• [CHALLENGE 1] Show each line of the records below that contains the string "fish". Case counts, so match capitals and lowercase exactly.
[Begin SELECTED EXTRACT]
- Binks Hess House and Barn
- U.S. National Register of Historic Places
- Location: Off AR 14, Marcella, Arkansas
- Coordinates: 35°47′20″N 91°52′53″W﻿ / ﻿35.78889°N 91.88139°W
- Area: less than one acre
- Built: 1871
- Architect: Burrough Bros.
- Architectural style: Greek Revival, Traverse Crib plan
- MPS: Stone County MRA
- NRHP reference No.: 85002227
- Added to NRHP: September 17, 1985

= Binks Hess House and Barn =

Historic house in Arkansas, United States

The Binks Hess House and Barn are a historic farm property in Marcella, Arkansas. Located just east of Arkansas Highway 14 on Partee Drive, it is a 1 1/2-story dogtrot house, with a side gable roof, weatherboard siding, and a stone pier foundation. A single-story porch, supported by square posts, stands in front of the open breezeway section, which is finished in flushboarding, at the center of the east-facing main facade. An ell extends to the rear. Behind the house stands the barn, built on a transverse crib plan with side shed-roof additions. Both house and barn were built about 1871 for Binks Hess, brother of Marcella's founder Thomas. The barn is believed to be the oldest in Stone County, and the first to use sawn lumber in its construction.
[End SELECTED EXTRACT]
[Begin ROWS]
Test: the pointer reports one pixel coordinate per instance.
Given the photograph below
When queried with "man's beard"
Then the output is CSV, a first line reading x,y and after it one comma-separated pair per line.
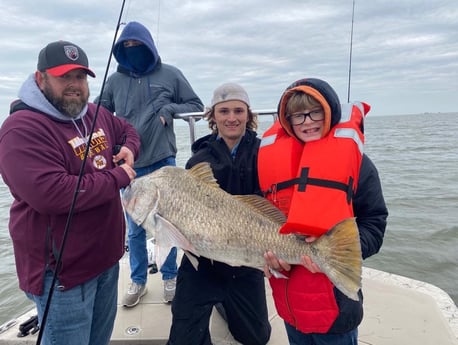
x,y
71,108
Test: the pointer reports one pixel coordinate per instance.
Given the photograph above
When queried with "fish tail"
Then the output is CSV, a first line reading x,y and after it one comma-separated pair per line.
x,y
343,259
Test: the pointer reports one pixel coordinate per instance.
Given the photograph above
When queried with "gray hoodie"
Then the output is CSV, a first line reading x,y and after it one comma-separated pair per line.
x,y
142,96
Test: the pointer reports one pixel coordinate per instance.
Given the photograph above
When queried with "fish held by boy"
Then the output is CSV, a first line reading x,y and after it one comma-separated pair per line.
x,y
187,209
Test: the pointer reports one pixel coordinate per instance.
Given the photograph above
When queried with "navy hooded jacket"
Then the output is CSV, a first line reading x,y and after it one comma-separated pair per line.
x,y
144,95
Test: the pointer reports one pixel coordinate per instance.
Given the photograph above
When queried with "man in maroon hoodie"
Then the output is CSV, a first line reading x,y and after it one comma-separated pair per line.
x,y
42,146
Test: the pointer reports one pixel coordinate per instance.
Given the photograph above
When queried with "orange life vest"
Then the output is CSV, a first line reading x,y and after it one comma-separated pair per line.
x,y
313,184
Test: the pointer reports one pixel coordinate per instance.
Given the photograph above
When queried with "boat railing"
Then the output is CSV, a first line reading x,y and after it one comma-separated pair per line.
[End ROWS]
• [CHALLENGE 2] Transcribe the article on the Binks Hess House and Barn above, everything from "The Binks Hess" down to "in its construction.".

• [WRITTEN REPLY 1]
When queried with "fish tail"
When queried with "fish held by boy"

• [WRITTEN REPLY 2]
The Binks Hess House and Barn are a historic farm property in Marcella, Arkansas. Located just east of Arkansas Highway 14 on Partee Drive, it is a 1 1/2-story dogtrot house, with a side gable roof, weatherboard siding, and a stone pier foundation. A single-story porch, supported by square posts, stands in front of the open breezeway section, which is finished in flushboarding, at the center of the east-facing main facade. An ell extends to the rear. Behind the house stands the barn, built on a transverse crib plan with side shed-roof additions. Both house and barn were built about 1871 for Binks Hess, brother of Marcella's founder Thomas. The barn is believed to be the oldest in Stone County, and the first to use sawn lumber in its construction.